▸ **TASK DIRECTIONS**: Locate each line in the records below that contains the word "brown", treating uppercase and lowercase as different, and copy those lines out.

>> BEGIN RECORDS SHOWN

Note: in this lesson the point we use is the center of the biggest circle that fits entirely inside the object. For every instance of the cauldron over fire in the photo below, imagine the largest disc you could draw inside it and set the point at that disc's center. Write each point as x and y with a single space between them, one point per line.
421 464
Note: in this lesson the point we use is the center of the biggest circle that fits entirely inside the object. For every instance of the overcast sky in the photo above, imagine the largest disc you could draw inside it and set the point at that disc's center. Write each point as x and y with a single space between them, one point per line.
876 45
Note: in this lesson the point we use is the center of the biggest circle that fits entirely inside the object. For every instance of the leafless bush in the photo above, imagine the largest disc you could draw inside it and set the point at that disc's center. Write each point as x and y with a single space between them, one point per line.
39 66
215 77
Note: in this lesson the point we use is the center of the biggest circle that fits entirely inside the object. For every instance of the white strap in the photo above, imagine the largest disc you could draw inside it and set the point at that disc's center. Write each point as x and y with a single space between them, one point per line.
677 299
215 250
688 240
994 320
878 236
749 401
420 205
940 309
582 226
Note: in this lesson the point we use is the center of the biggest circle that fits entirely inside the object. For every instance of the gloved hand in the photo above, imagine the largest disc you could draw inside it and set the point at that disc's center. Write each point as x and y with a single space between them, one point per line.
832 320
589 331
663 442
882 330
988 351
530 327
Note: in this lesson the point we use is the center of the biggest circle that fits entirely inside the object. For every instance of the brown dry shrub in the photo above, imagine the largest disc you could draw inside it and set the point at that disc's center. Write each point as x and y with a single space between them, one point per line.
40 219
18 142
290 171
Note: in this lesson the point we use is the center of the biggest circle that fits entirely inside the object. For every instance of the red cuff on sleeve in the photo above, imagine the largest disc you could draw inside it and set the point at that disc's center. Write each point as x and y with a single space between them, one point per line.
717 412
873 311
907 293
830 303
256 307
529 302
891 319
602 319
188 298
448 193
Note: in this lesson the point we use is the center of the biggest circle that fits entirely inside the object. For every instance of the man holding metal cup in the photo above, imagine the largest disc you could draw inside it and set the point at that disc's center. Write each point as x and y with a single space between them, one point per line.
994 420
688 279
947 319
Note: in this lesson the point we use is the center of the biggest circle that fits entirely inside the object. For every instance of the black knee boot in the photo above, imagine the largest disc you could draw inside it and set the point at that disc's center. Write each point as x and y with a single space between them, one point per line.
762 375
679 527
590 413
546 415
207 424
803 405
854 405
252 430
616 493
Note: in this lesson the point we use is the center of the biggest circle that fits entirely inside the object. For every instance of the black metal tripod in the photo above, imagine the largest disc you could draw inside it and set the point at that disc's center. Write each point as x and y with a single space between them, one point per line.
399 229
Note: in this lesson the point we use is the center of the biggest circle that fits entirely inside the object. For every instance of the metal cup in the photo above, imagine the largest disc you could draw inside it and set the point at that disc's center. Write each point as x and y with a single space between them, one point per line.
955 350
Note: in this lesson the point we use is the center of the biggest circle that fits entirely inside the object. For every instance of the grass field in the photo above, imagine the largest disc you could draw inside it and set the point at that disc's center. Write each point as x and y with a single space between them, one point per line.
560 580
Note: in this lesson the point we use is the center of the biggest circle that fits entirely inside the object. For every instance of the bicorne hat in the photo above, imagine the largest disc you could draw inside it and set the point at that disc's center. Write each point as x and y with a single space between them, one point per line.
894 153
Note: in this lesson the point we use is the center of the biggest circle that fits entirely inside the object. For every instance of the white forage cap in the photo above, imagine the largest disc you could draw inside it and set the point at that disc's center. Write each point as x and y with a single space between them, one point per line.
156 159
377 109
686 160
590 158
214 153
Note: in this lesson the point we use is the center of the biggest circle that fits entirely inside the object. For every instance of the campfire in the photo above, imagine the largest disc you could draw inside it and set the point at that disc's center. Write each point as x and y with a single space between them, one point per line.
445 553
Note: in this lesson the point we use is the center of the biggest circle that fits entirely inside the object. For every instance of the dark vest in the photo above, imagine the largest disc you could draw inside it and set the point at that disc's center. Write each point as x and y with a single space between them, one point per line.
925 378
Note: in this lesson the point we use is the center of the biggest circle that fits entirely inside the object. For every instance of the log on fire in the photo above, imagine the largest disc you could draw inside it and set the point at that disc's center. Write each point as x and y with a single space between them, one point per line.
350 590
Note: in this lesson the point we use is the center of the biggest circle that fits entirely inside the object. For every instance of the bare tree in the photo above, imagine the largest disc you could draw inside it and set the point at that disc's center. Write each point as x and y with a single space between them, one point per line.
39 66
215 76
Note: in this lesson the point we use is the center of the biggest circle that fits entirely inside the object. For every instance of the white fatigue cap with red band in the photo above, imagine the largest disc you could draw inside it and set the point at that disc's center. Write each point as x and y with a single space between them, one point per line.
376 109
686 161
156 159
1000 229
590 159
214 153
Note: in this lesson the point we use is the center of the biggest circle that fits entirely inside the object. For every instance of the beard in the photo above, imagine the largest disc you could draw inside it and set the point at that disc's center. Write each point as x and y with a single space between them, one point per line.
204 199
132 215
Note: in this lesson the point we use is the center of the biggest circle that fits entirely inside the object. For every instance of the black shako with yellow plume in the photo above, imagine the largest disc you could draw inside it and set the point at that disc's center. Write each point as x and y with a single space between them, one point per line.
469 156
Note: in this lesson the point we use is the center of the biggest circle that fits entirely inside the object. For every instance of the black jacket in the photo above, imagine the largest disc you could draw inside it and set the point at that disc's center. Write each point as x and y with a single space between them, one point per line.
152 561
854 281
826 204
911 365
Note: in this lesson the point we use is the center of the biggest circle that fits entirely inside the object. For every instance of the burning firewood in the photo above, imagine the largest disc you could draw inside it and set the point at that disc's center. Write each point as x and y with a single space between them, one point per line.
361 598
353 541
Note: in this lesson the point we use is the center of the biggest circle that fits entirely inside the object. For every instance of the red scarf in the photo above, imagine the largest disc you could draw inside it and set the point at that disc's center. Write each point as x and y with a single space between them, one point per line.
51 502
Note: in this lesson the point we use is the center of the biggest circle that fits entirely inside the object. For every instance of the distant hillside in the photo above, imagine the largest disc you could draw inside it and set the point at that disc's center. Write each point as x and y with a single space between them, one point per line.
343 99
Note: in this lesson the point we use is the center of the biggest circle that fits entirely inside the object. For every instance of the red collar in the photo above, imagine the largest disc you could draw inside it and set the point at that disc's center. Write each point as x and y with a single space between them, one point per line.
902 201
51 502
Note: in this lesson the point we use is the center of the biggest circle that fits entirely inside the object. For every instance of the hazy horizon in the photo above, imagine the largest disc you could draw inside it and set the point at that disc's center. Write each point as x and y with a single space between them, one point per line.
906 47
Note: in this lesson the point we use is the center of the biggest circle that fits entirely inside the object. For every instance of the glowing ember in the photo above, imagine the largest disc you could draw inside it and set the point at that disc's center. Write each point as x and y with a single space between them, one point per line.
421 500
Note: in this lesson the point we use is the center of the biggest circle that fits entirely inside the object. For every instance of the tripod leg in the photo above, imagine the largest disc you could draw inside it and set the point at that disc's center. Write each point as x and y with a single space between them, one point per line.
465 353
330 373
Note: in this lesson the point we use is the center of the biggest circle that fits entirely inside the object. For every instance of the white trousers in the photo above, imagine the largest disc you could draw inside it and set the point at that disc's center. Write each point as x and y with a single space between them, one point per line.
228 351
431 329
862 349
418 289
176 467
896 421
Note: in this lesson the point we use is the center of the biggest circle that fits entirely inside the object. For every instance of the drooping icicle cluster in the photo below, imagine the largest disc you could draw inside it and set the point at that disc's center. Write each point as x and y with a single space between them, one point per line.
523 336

>> END RECORDS SHOWN
>> BEGIN RECORDS SHOWN

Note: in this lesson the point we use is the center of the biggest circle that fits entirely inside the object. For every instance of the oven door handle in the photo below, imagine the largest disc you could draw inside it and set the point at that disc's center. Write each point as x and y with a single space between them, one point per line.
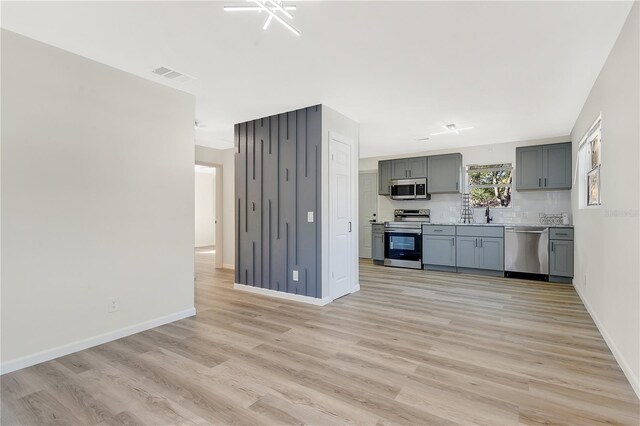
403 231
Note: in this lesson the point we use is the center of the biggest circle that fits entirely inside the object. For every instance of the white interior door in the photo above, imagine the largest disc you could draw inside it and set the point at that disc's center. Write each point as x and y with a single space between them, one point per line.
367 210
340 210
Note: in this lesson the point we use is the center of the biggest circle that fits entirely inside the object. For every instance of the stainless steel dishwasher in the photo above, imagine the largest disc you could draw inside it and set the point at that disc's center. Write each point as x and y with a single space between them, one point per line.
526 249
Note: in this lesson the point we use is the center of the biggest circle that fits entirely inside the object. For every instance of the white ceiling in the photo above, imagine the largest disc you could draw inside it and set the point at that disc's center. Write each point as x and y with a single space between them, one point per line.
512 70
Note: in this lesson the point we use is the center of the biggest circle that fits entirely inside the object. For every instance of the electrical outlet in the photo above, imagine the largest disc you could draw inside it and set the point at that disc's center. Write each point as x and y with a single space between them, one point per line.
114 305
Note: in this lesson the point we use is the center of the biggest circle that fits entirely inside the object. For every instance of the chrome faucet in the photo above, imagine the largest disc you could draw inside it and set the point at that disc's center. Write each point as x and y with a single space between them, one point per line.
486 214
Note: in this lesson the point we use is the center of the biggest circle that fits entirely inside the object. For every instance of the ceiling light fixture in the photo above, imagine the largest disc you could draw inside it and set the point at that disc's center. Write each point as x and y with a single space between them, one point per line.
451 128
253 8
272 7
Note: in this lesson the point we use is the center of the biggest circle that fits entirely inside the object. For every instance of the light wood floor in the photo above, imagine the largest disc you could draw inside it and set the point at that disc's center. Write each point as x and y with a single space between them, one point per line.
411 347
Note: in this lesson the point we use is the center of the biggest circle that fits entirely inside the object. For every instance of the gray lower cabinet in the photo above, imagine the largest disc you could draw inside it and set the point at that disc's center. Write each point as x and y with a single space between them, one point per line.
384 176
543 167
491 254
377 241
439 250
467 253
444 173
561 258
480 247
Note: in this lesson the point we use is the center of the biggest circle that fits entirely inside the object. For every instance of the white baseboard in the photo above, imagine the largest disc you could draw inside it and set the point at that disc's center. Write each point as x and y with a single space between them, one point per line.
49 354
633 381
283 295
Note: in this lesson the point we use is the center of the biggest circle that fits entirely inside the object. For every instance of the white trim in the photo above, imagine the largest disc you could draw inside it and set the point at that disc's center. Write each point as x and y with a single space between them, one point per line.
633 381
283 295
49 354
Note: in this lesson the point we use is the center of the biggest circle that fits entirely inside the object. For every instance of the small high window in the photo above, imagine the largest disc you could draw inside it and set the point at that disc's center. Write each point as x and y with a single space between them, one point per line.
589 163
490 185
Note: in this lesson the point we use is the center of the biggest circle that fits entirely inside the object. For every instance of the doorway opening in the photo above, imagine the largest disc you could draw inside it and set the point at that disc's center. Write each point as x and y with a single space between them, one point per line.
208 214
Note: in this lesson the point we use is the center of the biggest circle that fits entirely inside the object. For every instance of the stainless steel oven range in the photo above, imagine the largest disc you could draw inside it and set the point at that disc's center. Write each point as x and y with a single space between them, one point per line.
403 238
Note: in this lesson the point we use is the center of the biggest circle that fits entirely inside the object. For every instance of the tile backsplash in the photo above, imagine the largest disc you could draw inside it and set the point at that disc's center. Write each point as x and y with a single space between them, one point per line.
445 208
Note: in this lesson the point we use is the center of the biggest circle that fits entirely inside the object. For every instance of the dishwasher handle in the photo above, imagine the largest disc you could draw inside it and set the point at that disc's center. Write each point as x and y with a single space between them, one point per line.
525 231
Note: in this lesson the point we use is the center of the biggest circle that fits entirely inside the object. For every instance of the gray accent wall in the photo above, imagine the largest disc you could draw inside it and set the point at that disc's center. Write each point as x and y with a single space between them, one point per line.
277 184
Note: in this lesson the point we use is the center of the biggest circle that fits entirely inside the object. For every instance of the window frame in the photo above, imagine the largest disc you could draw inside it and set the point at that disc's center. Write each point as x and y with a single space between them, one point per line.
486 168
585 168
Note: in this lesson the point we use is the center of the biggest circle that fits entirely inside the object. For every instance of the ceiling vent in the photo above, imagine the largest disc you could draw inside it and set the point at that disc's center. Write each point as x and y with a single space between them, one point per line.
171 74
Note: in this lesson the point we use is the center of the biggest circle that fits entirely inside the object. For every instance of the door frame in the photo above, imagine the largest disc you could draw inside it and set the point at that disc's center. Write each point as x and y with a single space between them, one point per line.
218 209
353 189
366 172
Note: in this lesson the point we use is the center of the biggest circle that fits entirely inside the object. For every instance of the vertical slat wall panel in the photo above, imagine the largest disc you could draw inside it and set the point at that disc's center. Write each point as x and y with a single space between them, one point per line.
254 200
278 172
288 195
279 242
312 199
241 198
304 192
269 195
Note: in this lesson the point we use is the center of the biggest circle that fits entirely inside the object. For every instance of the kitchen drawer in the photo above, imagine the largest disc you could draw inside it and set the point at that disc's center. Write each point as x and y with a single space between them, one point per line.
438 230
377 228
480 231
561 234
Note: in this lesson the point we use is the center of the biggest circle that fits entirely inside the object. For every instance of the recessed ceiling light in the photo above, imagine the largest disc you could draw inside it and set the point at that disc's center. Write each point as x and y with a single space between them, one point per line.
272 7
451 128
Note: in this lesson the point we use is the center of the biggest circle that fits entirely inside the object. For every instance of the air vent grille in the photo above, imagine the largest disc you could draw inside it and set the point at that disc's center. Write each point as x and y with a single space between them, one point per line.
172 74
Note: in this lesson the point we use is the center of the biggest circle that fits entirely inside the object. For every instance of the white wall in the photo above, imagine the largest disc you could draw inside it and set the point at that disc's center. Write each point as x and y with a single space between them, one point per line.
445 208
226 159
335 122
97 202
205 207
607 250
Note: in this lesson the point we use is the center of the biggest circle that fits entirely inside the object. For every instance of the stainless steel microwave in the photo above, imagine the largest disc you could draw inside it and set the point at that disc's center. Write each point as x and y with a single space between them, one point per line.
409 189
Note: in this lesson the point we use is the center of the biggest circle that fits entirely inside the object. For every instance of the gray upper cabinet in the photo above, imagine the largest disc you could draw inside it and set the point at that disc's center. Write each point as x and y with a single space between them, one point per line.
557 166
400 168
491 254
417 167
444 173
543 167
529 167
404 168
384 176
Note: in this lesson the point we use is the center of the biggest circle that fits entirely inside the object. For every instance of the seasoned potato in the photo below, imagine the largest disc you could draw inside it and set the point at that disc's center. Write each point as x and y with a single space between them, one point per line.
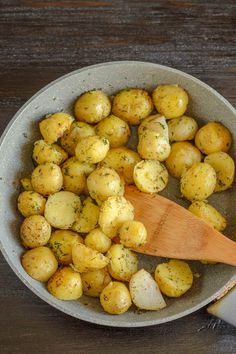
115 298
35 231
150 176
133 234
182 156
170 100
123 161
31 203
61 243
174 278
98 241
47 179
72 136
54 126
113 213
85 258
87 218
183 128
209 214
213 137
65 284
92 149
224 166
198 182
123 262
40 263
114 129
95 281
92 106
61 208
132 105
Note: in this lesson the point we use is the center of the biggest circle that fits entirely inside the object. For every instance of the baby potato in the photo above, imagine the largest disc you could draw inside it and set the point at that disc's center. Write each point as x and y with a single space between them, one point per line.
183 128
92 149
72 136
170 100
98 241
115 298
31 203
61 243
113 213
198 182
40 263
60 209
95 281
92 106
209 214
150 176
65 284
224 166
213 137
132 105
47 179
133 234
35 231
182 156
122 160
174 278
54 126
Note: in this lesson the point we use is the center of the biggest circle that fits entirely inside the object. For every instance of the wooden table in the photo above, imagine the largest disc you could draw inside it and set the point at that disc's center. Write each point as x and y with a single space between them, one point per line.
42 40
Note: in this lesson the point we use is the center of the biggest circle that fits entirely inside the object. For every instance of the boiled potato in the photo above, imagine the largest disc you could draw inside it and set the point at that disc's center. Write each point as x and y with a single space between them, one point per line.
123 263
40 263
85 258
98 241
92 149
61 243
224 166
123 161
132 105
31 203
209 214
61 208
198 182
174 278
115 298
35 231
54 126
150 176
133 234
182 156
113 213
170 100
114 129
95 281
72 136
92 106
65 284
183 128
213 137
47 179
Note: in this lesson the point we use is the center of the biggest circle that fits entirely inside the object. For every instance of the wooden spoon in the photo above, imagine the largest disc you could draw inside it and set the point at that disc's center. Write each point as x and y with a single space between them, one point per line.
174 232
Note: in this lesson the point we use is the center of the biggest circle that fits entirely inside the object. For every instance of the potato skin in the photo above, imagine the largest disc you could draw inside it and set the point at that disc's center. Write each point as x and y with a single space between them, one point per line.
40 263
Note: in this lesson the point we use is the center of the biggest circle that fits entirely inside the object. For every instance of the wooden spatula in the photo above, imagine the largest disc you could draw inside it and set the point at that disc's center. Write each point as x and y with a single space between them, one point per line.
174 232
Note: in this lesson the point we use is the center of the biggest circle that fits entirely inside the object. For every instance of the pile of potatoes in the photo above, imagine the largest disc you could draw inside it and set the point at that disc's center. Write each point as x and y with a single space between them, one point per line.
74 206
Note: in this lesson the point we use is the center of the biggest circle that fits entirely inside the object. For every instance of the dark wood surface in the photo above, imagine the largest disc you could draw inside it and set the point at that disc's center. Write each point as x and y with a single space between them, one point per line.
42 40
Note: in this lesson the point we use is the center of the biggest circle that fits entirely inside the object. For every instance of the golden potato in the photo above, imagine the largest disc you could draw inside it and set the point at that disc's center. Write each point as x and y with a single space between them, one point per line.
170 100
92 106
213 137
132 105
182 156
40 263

>> END RECORDS SHOWN

▸ **EXERCISE RESULT**:
Note: in this lesson the point we use is the center of the biggest circle that fits entirely inside the object. For every instance of the brown dry shrub in the photo above, imagine the largest disc you could draw inside it and set the point at that disc's center. Write each point as x and y with a single space between them, one point per line.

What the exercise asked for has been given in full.